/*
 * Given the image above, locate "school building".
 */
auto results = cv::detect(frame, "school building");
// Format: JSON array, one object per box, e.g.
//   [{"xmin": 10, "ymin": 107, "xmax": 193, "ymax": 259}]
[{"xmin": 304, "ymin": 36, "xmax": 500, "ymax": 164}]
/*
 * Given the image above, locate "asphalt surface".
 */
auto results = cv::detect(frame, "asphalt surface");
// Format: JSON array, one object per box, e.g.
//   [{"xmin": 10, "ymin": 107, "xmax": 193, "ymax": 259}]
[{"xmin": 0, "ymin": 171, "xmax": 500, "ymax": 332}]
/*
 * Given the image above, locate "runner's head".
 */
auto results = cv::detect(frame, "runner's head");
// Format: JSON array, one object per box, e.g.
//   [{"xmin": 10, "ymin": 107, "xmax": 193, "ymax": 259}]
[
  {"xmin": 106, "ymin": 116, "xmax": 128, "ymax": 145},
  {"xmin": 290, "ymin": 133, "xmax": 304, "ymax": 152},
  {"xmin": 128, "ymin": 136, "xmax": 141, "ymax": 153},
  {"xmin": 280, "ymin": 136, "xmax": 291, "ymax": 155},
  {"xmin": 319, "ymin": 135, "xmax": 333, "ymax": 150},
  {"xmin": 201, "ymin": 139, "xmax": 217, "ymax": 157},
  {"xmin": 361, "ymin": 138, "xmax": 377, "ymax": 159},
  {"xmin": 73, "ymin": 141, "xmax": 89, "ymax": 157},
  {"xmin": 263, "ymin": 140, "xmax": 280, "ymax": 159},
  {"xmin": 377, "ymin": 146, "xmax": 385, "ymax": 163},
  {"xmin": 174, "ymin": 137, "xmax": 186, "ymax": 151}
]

**Problem to solve:** Pick out and copy each line of the records above that contains the word "frame".

**Written solution:**
auto results = cv::detect(frame, "school building");
auto results = cv::detect(frame, "asphalt surface");
auto results = cv::detect(frame, "runner's head");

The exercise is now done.